§ Required work
The lines to copy from the data below are those that hold the string "photo".

Stored data entries
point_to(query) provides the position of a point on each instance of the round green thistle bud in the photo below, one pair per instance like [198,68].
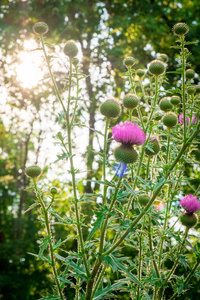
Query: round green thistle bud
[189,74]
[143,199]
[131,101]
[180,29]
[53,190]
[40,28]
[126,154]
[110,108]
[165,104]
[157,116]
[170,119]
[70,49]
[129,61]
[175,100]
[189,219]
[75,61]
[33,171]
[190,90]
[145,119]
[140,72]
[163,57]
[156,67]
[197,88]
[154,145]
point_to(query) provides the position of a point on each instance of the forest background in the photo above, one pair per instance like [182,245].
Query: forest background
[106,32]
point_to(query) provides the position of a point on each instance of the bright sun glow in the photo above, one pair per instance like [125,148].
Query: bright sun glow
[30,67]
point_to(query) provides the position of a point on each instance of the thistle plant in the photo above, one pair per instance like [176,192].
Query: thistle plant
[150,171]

...

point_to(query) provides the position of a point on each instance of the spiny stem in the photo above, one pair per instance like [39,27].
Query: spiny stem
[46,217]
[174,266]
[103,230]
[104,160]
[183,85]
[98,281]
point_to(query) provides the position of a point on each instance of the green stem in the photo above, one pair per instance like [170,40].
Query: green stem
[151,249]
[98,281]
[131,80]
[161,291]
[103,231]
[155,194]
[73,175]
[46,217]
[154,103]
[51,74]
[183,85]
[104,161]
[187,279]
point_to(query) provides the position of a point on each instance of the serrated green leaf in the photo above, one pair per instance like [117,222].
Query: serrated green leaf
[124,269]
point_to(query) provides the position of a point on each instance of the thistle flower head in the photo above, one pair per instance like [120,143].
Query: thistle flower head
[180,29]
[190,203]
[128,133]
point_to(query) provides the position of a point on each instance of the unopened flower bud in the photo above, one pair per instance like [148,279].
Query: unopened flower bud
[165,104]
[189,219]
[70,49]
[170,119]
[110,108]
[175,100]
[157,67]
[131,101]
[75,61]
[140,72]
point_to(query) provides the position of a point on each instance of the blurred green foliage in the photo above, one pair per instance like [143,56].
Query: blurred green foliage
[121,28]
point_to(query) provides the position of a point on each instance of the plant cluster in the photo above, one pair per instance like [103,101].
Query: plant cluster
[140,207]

§ Solution
point_to(query) provides the position of a point on each instance of the round green thistle bud in the photo below, one pair per instance like [198,68].
point_to(query) provides the position of a point on each instance of the forest background in the photo above, one pair per instance like [182,245].
point_to(query) provides the position of a point on each instance of the bright sun glow in the photo above, one pair per instance like [125,148].
point_to(query) provides the position of a point on each instance of the thistle plant in the photo above, one pair per instance like [176,192].
point_to(query) provides the position of a point on each instance of the spiny stem in the photo above, one pair per instance like [39,27].
point_to(query) provides the position of a point on each instance of the green stem in the photo above, one pair per instance like [170,40].
point_to(query) provides the position of a point on each instance of the serrated green leaf in the photo above, one pair per instance like [117,222].
point_to(query) provides the position of a point on each instance of the thistle flower head in the photo above, one pair per instance like [120,143].
point_to(query) provides the position of a point on each instance of the unopened flower bud in the photo above, one pair per instance like [148,279].
point_to(query) provides the position of a point on each instance of the blurred green foliage in the photo above, one pair per instance like [143,56].
point_to(query) provides the position of a point on each instance of the plant cluster in the photo above, one pair per instance like [103,101].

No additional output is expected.